— START Exercise inputs —

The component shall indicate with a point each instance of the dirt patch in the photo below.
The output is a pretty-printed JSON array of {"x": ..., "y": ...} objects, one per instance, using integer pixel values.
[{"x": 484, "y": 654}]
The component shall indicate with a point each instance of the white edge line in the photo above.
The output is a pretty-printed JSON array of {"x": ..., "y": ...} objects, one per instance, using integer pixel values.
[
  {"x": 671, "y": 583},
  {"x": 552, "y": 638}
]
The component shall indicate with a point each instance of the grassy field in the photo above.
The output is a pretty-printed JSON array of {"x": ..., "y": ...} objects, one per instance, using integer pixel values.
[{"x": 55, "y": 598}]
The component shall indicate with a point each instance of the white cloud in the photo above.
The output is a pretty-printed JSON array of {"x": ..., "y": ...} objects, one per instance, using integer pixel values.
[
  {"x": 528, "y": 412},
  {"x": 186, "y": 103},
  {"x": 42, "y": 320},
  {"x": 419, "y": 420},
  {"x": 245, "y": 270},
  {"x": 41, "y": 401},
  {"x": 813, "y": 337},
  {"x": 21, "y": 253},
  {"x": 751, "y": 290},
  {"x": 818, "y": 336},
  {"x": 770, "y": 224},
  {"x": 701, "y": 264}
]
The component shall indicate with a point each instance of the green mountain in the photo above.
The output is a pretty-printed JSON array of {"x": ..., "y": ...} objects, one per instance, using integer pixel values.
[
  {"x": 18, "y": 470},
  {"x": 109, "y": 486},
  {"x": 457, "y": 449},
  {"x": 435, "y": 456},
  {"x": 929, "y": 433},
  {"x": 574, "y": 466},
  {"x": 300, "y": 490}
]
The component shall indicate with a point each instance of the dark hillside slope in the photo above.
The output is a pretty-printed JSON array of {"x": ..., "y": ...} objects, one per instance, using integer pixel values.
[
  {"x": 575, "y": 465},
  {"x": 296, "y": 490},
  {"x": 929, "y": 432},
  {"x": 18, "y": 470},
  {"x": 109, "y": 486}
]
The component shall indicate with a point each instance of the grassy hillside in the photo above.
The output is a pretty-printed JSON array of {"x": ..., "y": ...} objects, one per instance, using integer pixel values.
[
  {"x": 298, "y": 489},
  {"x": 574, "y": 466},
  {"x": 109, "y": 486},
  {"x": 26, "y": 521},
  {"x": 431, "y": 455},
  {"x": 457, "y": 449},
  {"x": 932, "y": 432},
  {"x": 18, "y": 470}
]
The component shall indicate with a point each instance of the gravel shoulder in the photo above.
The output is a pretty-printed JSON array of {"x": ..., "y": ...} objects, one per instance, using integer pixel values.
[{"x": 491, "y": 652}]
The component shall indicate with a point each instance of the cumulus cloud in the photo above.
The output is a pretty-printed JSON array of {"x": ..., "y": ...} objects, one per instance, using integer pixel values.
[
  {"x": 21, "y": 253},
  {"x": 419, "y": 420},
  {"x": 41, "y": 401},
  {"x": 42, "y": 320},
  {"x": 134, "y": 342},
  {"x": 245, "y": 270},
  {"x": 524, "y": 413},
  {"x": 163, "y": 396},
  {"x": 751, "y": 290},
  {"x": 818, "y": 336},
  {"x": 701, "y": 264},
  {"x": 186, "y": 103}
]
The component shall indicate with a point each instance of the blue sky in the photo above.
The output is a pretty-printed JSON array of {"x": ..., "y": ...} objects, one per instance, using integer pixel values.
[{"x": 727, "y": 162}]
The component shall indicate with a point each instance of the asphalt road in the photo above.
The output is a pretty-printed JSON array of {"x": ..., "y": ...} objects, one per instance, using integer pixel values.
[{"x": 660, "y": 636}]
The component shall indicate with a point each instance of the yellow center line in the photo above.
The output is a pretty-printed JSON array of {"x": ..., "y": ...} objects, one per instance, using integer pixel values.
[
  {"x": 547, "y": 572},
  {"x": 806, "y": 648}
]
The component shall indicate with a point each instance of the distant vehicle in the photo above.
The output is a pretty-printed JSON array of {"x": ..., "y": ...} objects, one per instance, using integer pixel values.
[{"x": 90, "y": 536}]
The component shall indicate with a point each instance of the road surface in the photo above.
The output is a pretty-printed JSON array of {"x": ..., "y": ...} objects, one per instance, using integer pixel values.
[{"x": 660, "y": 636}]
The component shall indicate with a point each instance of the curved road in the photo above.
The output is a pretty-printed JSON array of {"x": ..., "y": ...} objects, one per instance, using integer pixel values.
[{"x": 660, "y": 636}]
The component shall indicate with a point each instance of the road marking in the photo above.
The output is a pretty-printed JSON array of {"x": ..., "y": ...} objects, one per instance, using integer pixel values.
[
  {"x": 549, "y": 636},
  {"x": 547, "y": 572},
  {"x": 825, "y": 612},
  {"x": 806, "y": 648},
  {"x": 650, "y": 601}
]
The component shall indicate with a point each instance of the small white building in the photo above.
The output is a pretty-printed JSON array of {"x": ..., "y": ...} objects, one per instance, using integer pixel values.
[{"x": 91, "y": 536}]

— END Exercise inputs —

*Task directions:*
Output exactly the lines above, from the one holding "surface in the photo above." through the end of the data, including the first and last.

*Answer in full:*
The component shall indicate with a point each instance of the road surface in the photo above.
The output is a pretty-printed JSON array of {"x": ..., "y": ...} objects, one per instance, using integer pixel values.
[{"x": 660, "y": 636}]
The component shall indicate with a point each instance of the curved road in the photo above.
The output is a pretty-printed JSON array of {"x": ..., "y": ...} objects, one per instance, using integer pixel values.
[{"x": 660, "y": 636}]
The component shall indicate with a point each instance of the road marking in the photo above.
The output is a pretty-printed JSON array of {"x": ..., "y": ...} objects, one per instance, using integer pixel values.
[
  {"x": 549, "y": 636},
  {"x": 547, "y": 572},
  {"x": 825, "y": 612},
  {"x": 806, "y": 648},
  {"x": 650, "y": 601}
]
The component shall indicate with a point each instance of the small white building in the photo above.
The output is a pretty-printed JSON array of {"x": ..., "y": ...} objects, one per instance, using integer pixel values.
[{"x": 91, "y": 536}]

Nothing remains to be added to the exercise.